## SUPPLIED TEXT

If one wishes to be treated with respect, one must treat others with respect regardless of their sex, race, social status, etc. How can you sacrifice principles for the sake of a frivolous article? Where were your editors? -- Lisa A. Clifton

I was outraged by the article "The Bachelors," which discussed major male political figures in terms of their marital eligibility. Politicians face enough challenges in establishing their credibility without such attempts to cheapen them.

Reporter Roxanne Roberts called Judge David Souter the new "catch of the day," implying that at age 51 he might be rescued from bachelorhood by Washington's power-hungry women.

Despite a statement by Rep. Dana Rohrabacher (R-Calif.) that people in Washington are more interested in politics than sex, Roberts treated her targeted politicians like subjects for a personals ad, complete with phone numbers, and even ranked them from most to least eligible. Likewise, she portrayed the "barracuda" who chase after them as creatures driven exclusively by a desire for social prestige -- a traditional stereotype that says women have no pursuit beyond a marital mission.

By reducing the complex nature of contemporary men and women to a single element, the article documented the willingness of today's press to substitute insightful and substantive journalism with thoughtless entertainment. It is deplorable to see what was once reserved for supermarket tabloids prominently displayed in our national newspaper. -- Elizabeth L. Lee

Would Roxanne Roberts really have us believe that a man's success is best judged by 1) how powerful he is, 2) how well he relates to other powerful men and 3) which celebrity women he attracts? Likewise, are women to rate their success by their closeness to powerful men?

A friend recently challenged me with what she said was a Biblical ideal of success, albeit one that rarely seems to count in modern Western culture. She said that a powerful person's success should not be rated according to how well he or she relates to other powerful people, but according to how well he or she relates to weaker members of society. Imagine if we actually held ourselves to such a standard. -- Jim Kenaston

The article "Bachelors," phone numbers and all, was worth the price of my paper. But I think some of us women outside the Washington glitz network ought to get in on the most eligible bachelor action. After all, those guys are in Washington to serve the whole country, right?

## TASK REQUIREMENTS
1 - In the letters about the article "The Bachelors," what reason does the last letter give for why women outside the Washington glitz network should get in on the most eligible bachelor action? Answer in one to three sentences.
2 - Pick up the letters about the article "The Bachelors" after their last sentence and continue them.

## DATA SECTION
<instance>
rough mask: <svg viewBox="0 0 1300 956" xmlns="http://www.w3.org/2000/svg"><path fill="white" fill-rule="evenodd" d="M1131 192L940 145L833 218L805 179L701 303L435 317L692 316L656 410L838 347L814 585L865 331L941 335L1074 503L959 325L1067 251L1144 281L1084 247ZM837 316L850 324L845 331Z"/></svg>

## TASK RESULTS
1 - The bachelors are in Washington to serve the whole country. The letter concludes that women from outside Washington should have a share in the bachelor action too.

2 -
There's a lot to be said for power dating in a small town like mine. First, unlike Washington, where the masses mob eligible politician-bachelors when they step outside, guys here can relax when they go out on dates. They can linger over beer and crab cakes, and no one will bother them. Heck, they won't even be recognized. Hulk Hogan might have a problem, but politicians? Around here, people would just ask them to pass the ketchup.

Mutual interests? No problem. Bob Kerrey and I could talk about my Nebraska relatives. He'd love the stories about Clarence and Elmer Smith, the brothers who drove from their hometown of Gibbon to the metropolis of Kearney every day to sit in their car on Main Street and eat the lunch they brought from home. They're kind of power guys themselves.

Even the local paparazzi won't bother eligible politicians here. They'd get their picture on the front page of the daily paper only if they were in a car wreck.

-- Ellen Ternes The writer lives in Waynesboro, Pa.

As a law student, I aspire to be a productive member of the community whose accomplishments are attributed to my own efforts. Your article on bachelors insinuated that women use men to become powerful. But what about women such as myself who independently strive for excellence and want to be invited to power lunches, not because it would look good, not because it would be something to gossip about, not because I'd be the envy of other women and not because I'd be lucky enough to have a "catch" on my arm, but because I could have some meaningful input?

When will women be recognized for their achievements and abilities without such efforts being undermined by archaic attitudes? You would do well to write about the significant contributions women have made to society rather than dedicating a story to that minority of women who maintain that their most significant contribution to society is to be at the side of a powerful man.